(Object location annotation records)
_ _ _
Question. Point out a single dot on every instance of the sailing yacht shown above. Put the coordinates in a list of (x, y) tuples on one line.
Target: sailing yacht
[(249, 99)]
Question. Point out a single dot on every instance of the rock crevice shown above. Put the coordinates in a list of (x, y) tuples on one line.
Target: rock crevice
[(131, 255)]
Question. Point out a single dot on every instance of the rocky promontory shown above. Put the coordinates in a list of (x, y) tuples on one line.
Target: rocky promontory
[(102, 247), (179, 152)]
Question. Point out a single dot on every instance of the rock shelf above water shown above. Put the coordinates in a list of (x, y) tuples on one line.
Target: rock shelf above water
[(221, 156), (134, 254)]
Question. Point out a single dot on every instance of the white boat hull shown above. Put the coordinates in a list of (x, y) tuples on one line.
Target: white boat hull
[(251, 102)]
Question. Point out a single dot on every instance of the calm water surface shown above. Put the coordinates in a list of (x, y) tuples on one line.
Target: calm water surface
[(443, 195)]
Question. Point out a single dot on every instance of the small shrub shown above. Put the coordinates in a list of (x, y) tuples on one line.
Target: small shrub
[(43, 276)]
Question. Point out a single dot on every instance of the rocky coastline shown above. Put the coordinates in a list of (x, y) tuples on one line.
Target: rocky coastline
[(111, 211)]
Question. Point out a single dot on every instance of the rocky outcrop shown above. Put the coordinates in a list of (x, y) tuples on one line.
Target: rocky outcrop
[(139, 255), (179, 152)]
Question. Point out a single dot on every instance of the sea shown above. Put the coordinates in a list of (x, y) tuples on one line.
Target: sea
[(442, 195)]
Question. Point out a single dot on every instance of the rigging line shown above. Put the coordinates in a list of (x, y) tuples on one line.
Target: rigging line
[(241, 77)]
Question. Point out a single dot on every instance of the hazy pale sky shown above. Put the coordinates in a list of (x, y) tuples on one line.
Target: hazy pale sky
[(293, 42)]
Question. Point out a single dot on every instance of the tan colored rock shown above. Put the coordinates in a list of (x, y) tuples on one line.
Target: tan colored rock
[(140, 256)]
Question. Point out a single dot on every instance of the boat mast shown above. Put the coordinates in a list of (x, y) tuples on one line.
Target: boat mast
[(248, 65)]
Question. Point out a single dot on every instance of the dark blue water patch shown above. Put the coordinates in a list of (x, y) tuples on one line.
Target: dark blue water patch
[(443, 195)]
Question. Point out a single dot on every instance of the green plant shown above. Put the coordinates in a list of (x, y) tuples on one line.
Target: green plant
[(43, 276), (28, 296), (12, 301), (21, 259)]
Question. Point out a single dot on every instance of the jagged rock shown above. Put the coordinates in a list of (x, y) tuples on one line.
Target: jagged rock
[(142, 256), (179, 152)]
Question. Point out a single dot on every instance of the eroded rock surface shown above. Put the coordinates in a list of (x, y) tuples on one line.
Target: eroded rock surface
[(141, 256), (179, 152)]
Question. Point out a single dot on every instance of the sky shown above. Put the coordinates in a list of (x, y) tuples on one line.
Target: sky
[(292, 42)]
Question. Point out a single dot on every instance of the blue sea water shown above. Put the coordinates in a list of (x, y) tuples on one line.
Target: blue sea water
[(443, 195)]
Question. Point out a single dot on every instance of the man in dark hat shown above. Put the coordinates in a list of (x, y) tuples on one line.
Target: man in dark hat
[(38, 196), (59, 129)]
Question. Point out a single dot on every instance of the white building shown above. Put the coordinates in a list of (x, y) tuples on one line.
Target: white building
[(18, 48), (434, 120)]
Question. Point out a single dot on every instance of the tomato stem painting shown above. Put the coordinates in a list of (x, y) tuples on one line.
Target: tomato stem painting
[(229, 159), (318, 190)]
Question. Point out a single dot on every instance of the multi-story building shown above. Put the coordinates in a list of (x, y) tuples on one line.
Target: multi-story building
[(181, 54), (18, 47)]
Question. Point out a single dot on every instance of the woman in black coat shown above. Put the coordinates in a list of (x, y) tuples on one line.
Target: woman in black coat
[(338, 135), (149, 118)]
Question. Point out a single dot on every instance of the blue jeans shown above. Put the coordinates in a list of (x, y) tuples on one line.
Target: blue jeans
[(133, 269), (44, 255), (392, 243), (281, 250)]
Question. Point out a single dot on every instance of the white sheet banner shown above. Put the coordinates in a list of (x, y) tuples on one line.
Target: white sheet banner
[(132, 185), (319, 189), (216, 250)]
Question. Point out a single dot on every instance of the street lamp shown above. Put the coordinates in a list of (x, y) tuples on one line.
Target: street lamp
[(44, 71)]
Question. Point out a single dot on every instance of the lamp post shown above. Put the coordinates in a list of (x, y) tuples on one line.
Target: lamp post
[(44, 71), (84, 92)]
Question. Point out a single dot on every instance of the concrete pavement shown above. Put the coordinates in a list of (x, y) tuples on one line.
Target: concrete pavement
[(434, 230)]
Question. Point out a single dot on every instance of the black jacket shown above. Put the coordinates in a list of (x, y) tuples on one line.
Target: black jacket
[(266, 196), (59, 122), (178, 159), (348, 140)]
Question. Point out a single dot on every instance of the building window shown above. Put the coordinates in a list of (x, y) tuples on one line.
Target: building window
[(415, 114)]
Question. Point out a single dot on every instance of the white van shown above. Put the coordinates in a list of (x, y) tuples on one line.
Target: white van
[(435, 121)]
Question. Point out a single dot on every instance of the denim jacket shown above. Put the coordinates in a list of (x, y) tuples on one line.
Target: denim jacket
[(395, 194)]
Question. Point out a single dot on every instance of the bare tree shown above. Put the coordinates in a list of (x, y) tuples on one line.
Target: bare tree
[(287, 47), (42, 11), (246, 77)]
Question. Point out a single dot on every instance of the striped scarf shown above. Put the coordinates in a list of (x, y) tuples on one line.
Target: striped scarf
_ _ _
-- TASK DIRECTIONS --
Could you put every line of the records above into a Markdown table with two columns, Row for the row number and Line for the text, leaving out any blank lines?

-- WORKED ANSWER --
| Row | Line |
|---|---|
| 1 | Question. Point out a single dot on every instance of the sailing yacht shown above. Put the coordinates in a list of (x, y) tuples on one line. |
| 2 | Target: sailing yacht |
| 3 | [(249, 99)] |
| 4 | Question. Point out a single dot on every instance of the rock crevice shown above. Put the coordinates in a list of (x, y) tuples on one line. |
| 5 | Target: rock crevice |
| 6 | [(131, 255)] |
| 7 | Question. Point out a single dot on every instance of the rocky promontory shown above. Put the coordinates in a list of (x, y) tuples on one line. |
| 8 | Target: rocky promontory |
| 9 | [(102, 247), (179, 152)] |
| 10 | Question. Point out a single dot on every instance of the rock shelf above water shown above. Put the coordinates in a list of (x, y) tuples on one line. |
| 11 | Target: rock shelf above water |
| 12 | [(221, 156), (134, 254)] |
| 13 | Question. Point out a single dot on every instance of the white boat hull shown above. Put the coordinates in a list of (x, y) tuples on one line. |
| 14 | Target: white boat hull |
| 15 | [(251, 102)] |
| 16 | Question. Point out a single dot on every instance of the calm water surface shown above. Put the coordinates in a list of (x, y) tuples on one line. |
| 17 | Target: calm water surface |
| 18 | [(443, 195)] |
| 19 | Question. Point out a single dot on every instance of the small shrub shown above. Put the coordinates in a list of (x, y) tuples on one line. |
| 20 | Target: small shrub |
| 21 | [(43, 276)] |
| 22 | Question. Point out a single dot on every instance of the rocky coastline shown above. Put the coordinates in a list of (x, y) tuples on one line. |
| 23 | Target: rocky coastline |
| 24 | [(111, 211)] |
| 25 | Question. Point out a single dot on every instance of the rocky outcrop shown above. Put the coordinates in a list of (x, y) tuples on one line. |
| 26 | Target: rocky outcrop |
| 27 | [(139, 255), (179, 152)] |
| 28 | Question. Point out a single dot on every instance of the sea shown above. Put the coordinates in a list of (x, y) tuples on one line. |
| 29 | Target: sea |
| 30 | [(442, 195)] |
| 31 | Question. Point out a single dot on every instance of the rigging line shown above. Put the coordinates in a list of (x, y) tuples on one line. |
| 32 | Target: rigging line |
| 33 | [(241, 77)] |
| 34 | Question. Point out a single dot on every instance of the hazy pale sky shown above. Put the coordinates in a list of (x, y) tuples on one line. |
| 35 | Target: hazy pale sky |
| 36 | [(293, 42)] |
| 37 | Question. Point out a single dot on every instance of the tan colored rock shown above. Put the coordinates in a list of (x, y) tuples on one line. |
| 38 | Target: tan colored rock |
| 39 | [(140, 256)] |
| 40 | Question. Point out a single dot on every instance of the boat mast shown above. Put the coordinates in a list of (x, y) tuples on one line. |
| 41 | Target: boat mast |
| 42 | [(248, 65)] |
| 43 | Question. Point out a single dot on every instance of the dark blue water patch shown above. Put the coordinates in a list of (x, y) tuples on one line. |
| 44 | Target: dark blue water patch |
| 45 | [(443, 195)] |
| 46 | Question. Point out a single dot on every instance of the green plant shown above. Put the coordinates in a list of (x, y) tuples on one line. |
| 47 | Target: green plant |
| 48 | [(43, 276), (28, 296), (12, 301), (21, 259)] |
| 49 | Question. Point out a single dot on every instance of the jagged rock shown above. Put the coordinates in a list of (x, y) tuples on one line. |
| 50 | Target: jagged rock |
| 51 | [(142, 256), (179, 152)] |
| 52 | Question. Point out a single dot on every instance of the eroded rock surface shown above. Put the coordinates in a list of (x, y) tuples on one line. |
| 53 | Target: eroded rock surface |
| 54 | [(141, 256), (179, 152)] |
| 55 | Question. Point out a single dot on every instance of the sky shown above. Put the coordinates in a list of (x, y) tuples on one line. |
| 56 | Target: sky |
| 57 | [(292, 42)] |
| 58 | Question. Point out a single dot on every instance of the blue sea water shown above. Put the coordinates in a list of (x, y) tuples on one line. |
| 59 | Target: blue sea water |
| 60 | [(443, 195)] |
| 61 | Question. Point out a single dot on every instance of the man in dark hat shown above. Put the coordinates in a list of (x, y) tuples on one line. |
| 62 | Target: man in dark hat |
| 63 | [(38, 196), (59, 129)] |
| 64 | Question. Point out a single dot on every instance of the white building shown above. Put the coordinates in a list of (x, y) tuples on one line. |
| 65 | Target: white building |
| 66 | [(18, 48), (434, 120)] |
| 67 | Question. Point out a single dot on every instance of the tomato stem painting shown above. Put the coordinates in a list of (x, y) tuples on one line. |
| 68 | Target: tomato stem painting |
| 69 | [(229, 159), (318, 190)] |
| 70 | Question. Point out a single dot on every instance of the multi-story building shown above. Put the coordinates in a list of (x, y) tuples on one line. |
| 71 | Target: multi-story building |
| 72 | [(181, 54), (18, 47)] |
| 73 | Question. Point out a single dot on every instance of the woman in black coat shown above. Put the coordinates in a list of (x, y) tuples on one line. |
| 74 | Target: woman in black coat |
| 75 | [(338, 135), (149, 118)] |
| 76 | Question. Point out a single dot on every instance of the blue jeans shown above. Put the coordinates in a list of (x, y) tuples on one line. |
| 77 | Target: blue jeans |
| 78 | [(133, 269), (44, 255), (392, 243), (281, 250)] |
| 79 | Question. Point out a single dot on every instance of the white sheet banner shown above. Put the coordinates in a list of (x, y) tuples on one line. |
| 80 | Target: white sheet banner |
| 81 | [(132, 185), (319, 189), (216, 250)] |
| 82 | Question. Point out a single dot on every instance of the street lamp shown above. Put the coordinates in a list of (x, y) tuples on one line. |
| 83 | Target: street lamp |
| 84 | [(44, 71)] |
| 85 | Question. Point out a single dot on every instance of the lamp post shown above. Put the coordinates in a list of (x, y) tuples on one line. |
| 86 | Target: lamp post |
| 87 | [(44, 71), (84, 92)] |
| 88 | Question. Point out a single dot on every instance of the concrete pavement shown above. Put the coordinates in a list of (x, y) tuples on one line. |
| 89 | Target: concrete pavement |
| 90 | [(434, 230)] |
| 91 | Question. Point out a single dot on every instance of the black jacket shown above. Put the coordinates in a list of (x, y) tuples on one line. |
| 92 | Target: black jacket |
| 93 | [(266, 196), (59, 122), (178, 159), (348, 140)] |
| 94 | Question. Point out a single dot on every instance of the building window shown above. Put the coordinates in a list of (x, y) tuples on one line. |
| 95 | Target: building window |
| 96 | [(415, 114)] |
| 97 | Question. Point out a single dot on every instance of the white van shown above. Put the coordinates in a list of (x, y) tuples on one line. |
| 98 | Target: white van |
| 99 | [(435, 121)] |
| 100 | Question. Point out a single dot on every instance of the denim jacket shown above. Put the coordinates in a list of (x, y) tuples on one line. |
| 101 | Target: denim jacket |
| 102 | [(395, 194)] |
| 103 | Question. Point out a single dot on every instance of the bare tree shown above. Put the coordinates in a list of (x, y) tuples on one line. |
| 104 | Target: bare tree |
| 105 | [(287, 47), (42, 11), (246, 77)] |
| 106 | Question. Point out a single dot on every instance of the striped scarf shown above. Put the coordinates in a list of (x, y) tuples on one line. |
| 107 | Target: striped scarf |